Aim of the exercise —
Everything from the line that holds "of the lawn." through the end of the listing below must be retyped word for word, without any pictures.

━━━━━━━━━━━━━━━━

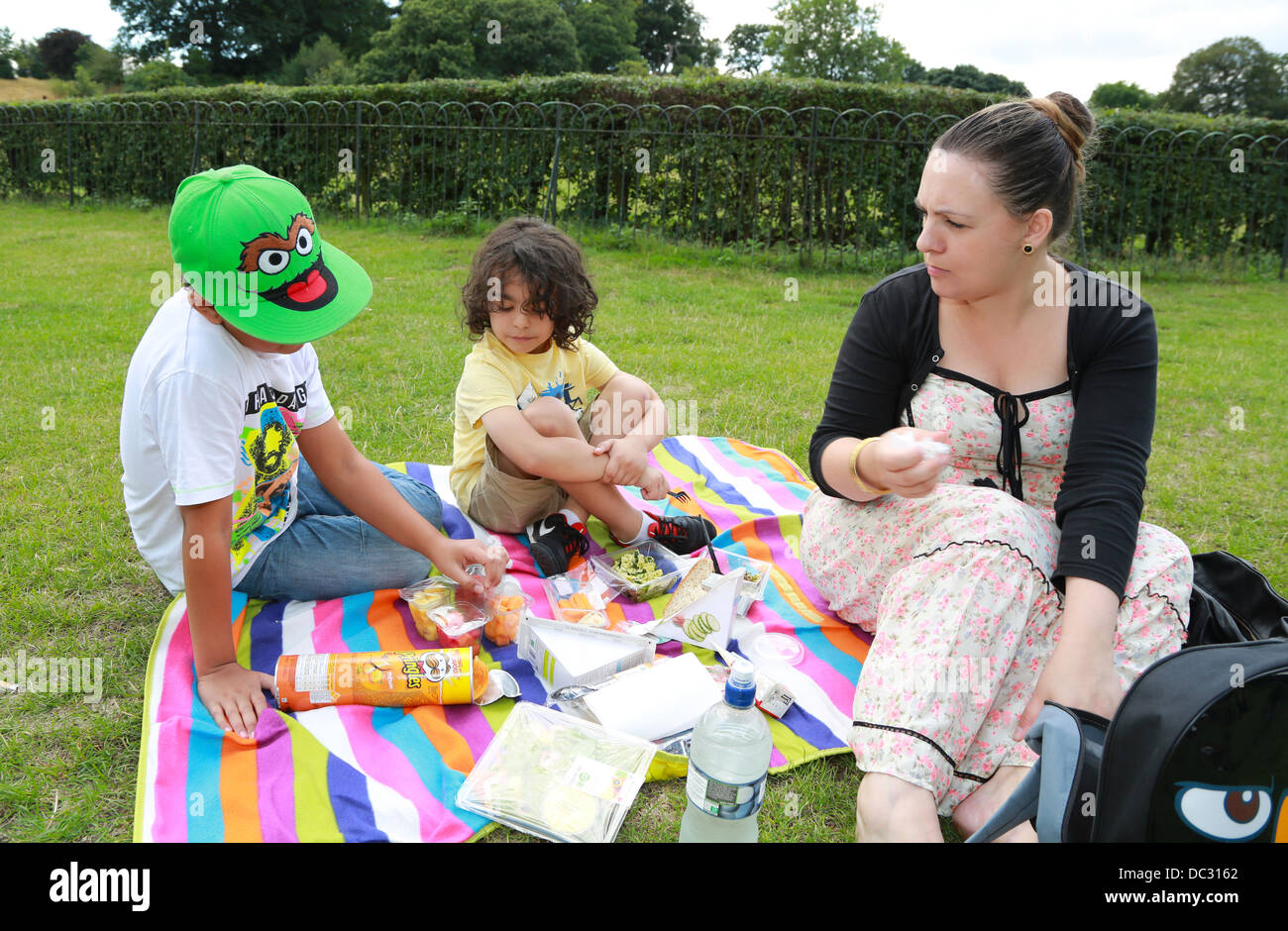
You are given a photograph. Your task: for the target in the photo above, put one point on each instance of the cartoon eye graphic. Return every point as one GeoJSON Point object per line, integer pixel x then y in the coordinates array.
{"type": "Point", "coordinates": [1224, 813]}
{"type": "Point", "coordinates": [273, 260]}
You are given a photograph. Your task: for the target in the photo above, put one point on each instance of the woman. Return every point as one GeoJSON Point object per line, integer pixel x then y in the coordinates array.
{"type": "Point", "coordinates": [1014, 569]}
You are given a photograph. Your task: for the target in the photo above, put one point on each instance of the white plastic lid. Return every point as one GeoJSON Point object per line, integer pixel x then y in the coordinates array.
{"type": "Point", "coordinates": [781, 647]}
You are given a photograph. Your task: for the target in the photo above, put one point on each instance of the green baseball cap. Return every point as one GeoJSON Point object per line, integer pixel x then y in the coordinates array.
{"type": "Point", "coordinates": [248, 244]}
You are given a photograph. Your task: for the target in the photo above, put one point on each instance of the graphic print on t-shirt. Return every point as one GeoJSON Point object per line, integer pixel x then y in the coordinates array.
{"type": "Point", "coordinates": [558, 387]}
{"type": "Point", "coordinates": [263, 504]}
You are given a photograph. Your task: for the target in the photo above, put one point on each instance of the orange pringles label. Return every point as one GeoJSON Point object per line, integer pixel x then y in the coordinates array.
{"type": "Point", "coordinates": [387, 678]}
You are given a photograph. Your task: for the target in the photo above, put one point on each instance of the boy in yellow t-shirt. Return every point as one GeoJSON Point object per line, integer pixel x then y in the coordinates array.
{"type": "Point", "coordinates": [527, 451]}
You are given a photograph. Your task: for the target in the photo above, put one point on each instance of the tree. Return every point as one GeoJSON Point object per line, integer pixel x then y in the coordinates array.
{"type": "Point", "coordinates": [244, 39]}
{"type": "Point", "coordinates": [669, 35]}
{"type": "Point", "coordinates": [323, 62]}
{"type": "Point", "coordinates": [58, 51]}
{"type": "Point", "coordinates": [472, 39]}
{"type": "Point", "coordinates": [969, 77]}
{"type": "Point", "coordinates": [7, 54]}
{"type": "Point", "coordinates": [1121, 94]}
{"type": "Point", "coordinates": [833, 40]}
{"type": "Point", "coordinates": [156, 75]}
{"type": "Point", "coordinates": [101, 65]}
{"type": "Point", "coordinates": [1229, 76]}
{"type": "Point", "coordinates": [536, 38]}
{"type": "Point", "coordinates": [747, 48]}
{"type": "Point", "coordinates": [27, 56]}
{"type": "Point", "coordinates": [605, 31]}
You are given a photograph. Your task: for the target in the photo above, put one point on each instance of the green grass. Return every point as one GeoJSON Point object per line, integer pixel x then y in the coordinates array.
{"type": "Point", "coordinates": [75, 294]}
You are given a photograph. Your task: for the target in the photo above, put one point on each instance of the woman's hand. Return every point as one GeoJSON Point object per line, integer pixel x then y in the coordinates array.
{"type": "Point", "coordinates": [901, 467]}
{"type": "Point", "coordinates": [1080, 674]}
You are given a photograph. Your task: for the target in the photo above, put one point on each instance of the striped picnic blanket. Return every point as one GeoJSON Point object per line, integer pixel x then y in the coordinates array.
{"type": "Point", "coordinates": [372, 775]}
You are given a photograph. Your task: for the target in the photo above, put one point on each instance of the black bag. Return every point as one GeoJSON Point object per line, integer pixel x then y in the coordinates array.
{"type": "Point", "coordinates": [1233, 603]}
{"type": "Point", "coordinates": [1197, 751]}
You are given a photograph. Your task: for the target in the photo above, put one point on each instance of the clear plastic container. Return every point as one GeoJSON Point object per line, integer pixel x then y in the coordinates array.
{"type": "Point", "coordinates": [456, 625]}
{"type": "Point", "coordinates": [442, 613]}
{"type": "Point", "coordinates": [557, 776]}
{"type": "Point", "coordinates": [578, 596]}
{"type": "Point", "coordinates": [755, 578]}
{"type": "Point", "coordinates": [507, 608]}
{"type": "Point", "coordinates": [608, 566]}
{"type": "Point", "coordinates": [425, 596]}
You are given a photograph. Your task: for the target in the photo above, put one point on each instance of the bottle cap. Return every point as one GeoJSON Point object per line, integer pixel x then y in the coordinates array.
{"type": "Point", "coordinates": [741, 687]}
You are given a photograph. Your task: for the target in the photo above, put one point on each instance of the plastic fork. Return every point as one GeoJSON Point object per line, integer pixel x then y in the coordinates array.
{"type": "Point", "coordinates": [686, 498]}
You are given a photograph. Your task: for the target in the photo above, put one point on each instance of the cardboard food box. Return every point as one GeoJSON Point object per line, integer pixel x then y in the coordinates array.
{"type": "Point", "coordinates": [574, 655]}
{"type": "Point", "coordinates": [708, 621]}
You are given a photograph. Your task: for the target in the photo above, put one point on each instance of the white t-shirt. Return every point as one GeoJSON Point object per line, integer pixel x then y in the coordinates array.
{"type": "Point", "coordinates": [205, 417]}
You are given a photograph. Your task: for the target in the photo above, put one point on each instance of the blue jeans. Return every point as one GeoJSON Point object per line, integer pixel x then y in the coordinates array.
{"type": "Point", "coordinates": [330, 553]}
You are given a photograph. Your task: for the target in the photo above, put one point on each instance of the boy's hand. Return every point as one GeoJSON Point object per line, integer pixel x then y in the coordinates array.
{"type": "Point", "coordinates": [626, 462]}
{"type": "Point", "coordinates": [652, 484]}
{"type": "Point", "coordinates": [233, 697]}
{"type": "Point", "coordinates": [458, 554]}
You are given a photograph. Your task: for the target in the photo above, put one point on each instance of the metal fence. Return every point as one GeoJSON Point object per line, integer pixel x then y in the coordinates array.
{"type": "Point", "coordinates": [828, 184]}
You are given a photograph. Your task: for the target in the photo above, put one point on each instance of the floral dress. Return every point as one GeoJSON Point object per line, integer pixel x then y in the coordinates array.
{"type": "Point", "coordinates": [956, 587]}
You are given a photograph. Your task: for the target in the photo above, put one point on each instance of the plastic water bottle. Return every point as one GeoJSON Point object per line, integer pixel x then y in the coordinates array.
{"type": "Point", "coordinates": [728, 760]}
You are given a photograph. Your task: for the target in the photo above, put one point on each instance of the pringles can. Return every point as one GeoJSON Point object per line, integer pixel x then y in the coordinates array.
{"type": "Point", "coordinates": [390, 678]}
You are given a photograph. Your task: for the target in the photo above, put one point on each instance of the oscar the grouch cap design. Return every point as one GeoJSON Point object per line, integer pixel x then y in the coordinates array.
{"type": "Point", "coordinates": [248, 244]}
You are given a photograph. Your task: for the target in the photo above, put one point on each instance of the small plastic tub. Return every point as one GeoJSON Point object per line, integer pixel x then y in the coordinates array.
{"type": "Point", "coordinates": [425, 596]}
{"type": "Point", "coordinates": [754, 581]}
{"type": "Point", "coordinates": [456, 625]}
{"type": "Point", "coordinates": [610, 566]}
{"type": "Point", "coordinates": [507, 607]}
{"type": "Point", "coordinates": [575, 596]}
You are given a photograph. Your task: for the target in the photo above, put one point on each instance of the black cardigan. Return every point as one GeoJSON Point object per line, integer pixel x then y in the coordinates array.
{"type": "Point", "coordinates": [893, 343]}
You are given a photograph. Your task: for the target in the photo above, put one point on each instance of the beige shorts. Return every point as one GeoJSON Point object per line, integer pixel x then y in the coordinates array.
{"type": "Point", "coordinates": [507, 504]}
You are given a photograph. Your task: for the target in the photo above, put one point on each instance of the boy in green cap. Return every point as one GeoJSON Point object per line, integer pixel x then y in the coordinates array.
{"type": "Point", "coordinates": [236, 474]}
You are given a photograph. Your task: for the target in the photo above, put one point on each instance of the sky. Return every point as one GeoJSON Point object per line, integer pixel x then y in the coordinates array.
{"type": "Point", "coordinates": [1048, 47]}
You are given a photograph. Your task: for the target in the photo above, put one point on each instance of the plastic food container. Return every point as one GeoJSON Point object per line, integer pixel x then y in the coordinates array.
{"type": "Point", "coordinates": [608, 566]}
{"type": "Point", "coordinates": [441, 613]}
{"type": "Point", "coordinates": [576, 596]}
{"type": "Point", "coordinates": [425, 596]}
{"type": "Point", "coordinates": [458, 625]}
{"type": "Point", "coordinates": [557, 776]}
{"type": "Point", "coordinates": [754, 581]}
{"type": "Point", "coordinates": [507, 608]}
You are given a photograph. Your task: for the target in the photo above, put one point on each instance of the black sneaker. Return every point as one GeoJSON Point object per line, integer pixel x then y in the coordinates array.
{"type": "Point", "coordinates": [683, 533]}
{"type": "Point", "coordinates": [554, 544]}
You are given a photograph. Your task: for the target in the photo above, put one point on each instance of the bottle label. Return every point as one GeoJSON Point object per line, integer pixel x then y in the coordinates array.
{"type": "Point", "coordinates": [730, 801]}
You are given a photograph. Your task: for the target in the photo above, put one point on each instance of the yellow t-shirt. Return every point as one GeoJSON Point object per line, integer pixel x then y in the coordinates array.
{"type": "Point", "coordinates": [496, 377]}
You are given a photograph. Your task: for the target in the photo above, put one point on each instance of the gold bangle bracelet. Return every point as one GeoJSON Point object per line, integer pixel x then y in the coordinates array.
{"type": "Point", "coordinates": [854, 467]}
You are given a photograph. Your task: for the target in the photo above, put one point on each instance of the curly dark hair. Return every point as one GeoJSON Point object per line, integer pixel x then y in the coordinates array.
{"type": "Point", "coordinates": [549, 261]}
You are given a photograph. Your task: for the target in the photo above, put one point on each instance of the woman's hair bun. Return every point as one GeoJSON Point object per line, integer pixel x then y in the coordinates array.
{"type": "Point", "coordinates": [1070, 117]}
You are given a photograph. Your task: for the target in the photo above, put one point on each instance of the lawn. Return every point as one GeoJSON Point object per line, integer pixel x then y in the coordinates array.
{"type": "Point", "coordinates": [76, 294]}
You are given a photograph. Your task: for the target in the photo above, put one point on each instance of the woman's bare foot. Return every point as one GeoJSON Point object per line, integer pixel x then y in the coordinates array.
{"type": "Point", "coordinates": [979, 805]}
{"type": "Point", "coordinates": [890, 809]}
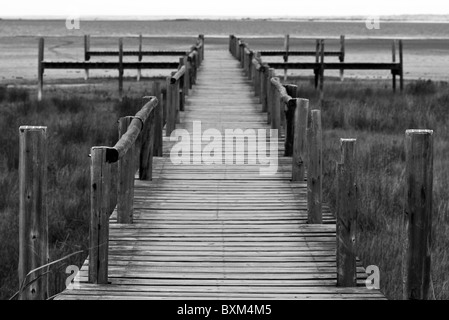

━━━━━━━━━━━━━━━━

Task response —
You are given a photograph. Your task: for the target in the photo above, put one point on each instance of the lawn. Return every point as one GeoJSON Point object per line, integer pixel x then y in the coordinates array.
{"type": "Point", "coordinates": [76, 294]}
You are given a photograph. Your task: for the target in the photo above, put one point on each instance of the woman's bare foot. Return every point as one GeoJSON Point object per line, integer pixel x then y in the coordinates array.
{"type": "Point", "coordinates": [979, 805]}
{"type": "Point", "coordinates": [890, 809]}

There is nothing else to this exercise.